The Washington Nationals' playoff chances were dealt a devastating blow on Monday when it was announced that star outfielder Bryce Harper will miss at least two months recovering from thumb surgery. Can the Nationals swallow the loss of their best player?
Harper joins a growing list of injured Nationals' players. Third baseman Ryan Zimmerman is currently recovering from a broken thumb that will keep him on the shelf for at least another month. Catcher Wilson Ramos has played just one game this season after breaking his hamate bone on Opening Day (though he could be back as early as next week). And prized offseason acquisition Doug Fister has yet to make his debut for Washington due to a strained lat (he could also be back next week). Denard Span has also missed his fair share of games after sustaining a concussion earlier this month.
The Nationals entered the season with towering expectations, as many saw them primed for a deep playoff run (myself included). However, they have yet to capitalize on their lofty talent level, as they are currently 14-12, four games behind the NL East-leading Atlanta Braves.

(Stored items)
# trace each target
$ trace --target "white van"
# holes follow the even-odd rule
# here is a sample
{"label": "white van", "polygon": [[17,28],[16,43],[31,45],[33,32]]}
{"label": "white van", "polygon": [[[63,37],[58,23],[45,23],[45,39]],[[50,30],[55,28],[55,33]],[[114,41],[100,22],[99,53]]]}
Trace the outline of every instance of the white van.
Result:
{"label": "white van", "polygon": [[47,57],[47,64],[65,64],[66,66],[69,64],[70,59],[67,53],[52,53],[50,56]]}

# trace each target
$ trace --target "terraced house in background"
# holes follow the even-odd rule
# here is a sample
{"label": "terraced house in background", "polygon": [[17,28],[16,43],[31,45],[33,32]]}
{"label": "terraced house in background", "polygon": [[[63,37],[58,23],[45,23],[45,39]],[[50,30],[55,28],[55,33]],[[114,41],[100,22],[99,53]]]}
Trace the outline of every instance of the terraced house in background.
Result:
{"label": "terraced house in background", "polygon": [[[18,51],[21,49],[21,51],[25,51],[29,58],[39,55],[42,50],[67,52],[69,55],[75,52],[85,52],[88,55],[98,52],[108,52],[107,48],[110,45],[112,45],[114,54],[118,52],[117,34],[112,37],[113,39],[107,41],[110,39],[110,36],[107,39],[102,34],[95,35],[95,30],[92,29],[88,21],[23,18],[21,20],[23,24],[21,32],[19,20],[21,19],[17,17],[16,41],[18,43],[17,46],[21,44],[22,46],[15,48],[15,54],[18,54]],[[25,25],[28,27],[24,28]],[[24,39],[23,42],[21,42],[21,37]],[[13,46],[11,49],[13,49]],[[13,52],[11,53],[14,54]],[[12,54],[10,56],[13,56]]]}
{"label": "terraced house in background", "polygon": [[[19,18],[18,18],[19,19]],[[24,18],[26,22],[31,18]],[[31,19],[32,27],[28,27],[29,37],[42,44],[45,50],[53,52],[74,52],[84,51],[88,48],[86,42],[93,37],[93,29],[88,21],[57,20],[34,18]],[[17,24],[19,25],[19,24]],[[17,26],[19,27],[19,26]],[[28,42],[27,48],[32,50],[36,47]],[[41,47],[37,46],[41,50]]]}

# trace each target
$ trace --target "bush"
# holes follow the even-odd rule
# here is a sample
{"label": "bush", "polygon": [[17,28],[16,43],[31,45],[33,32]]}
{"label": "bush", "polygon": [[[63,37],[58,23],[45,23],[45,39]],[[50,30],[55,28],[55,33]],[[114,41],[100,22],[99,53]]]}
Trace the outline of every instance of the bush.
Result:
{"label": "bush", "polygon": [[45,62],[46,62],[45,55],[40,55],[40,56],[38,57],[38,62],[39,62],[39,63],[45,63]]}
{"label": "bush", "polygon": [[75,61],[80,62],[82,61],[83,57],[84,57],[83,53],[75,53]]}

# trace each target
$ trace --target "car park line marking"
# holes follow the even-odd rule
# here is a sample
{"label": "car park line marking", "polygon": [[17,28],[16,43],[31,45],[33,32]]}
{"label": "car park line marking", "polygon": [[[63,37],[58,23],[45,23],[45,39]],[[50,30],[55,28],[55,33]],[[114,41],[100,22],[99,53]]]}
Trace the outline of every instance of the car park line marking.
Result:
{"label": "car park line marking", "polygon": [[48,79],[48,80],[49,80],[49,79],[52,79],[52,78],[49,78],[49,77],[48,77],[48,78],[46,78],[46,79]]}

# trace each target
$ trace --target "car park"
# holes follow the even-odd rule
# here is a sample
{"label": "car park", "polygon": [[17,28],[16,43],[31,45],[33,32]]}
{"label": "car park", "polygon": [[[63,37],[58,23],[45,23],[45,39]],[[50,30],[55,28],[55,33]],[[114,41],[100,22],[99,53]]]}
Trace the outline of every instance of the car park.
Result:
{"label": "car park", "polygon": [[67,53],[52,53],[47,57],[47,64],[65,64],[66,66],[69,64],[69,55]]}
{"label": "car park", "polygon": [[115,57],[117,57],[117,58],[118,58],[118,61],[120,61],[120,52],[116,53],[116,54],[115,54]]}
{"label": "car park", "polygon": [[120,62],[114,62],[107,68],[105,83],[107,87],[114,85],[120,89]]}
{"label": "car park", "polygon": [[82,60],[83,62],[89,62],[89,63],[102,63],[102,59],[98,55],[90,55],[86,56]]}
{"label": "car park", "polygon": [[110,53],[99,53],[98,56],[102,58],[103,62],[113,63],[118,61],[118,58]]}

#### [Problem description]
According to the passage on the Nationals' injuries, how long will Bryce Harper miss while recovering from thumb surgery?

#### [Final answer]
At least two months.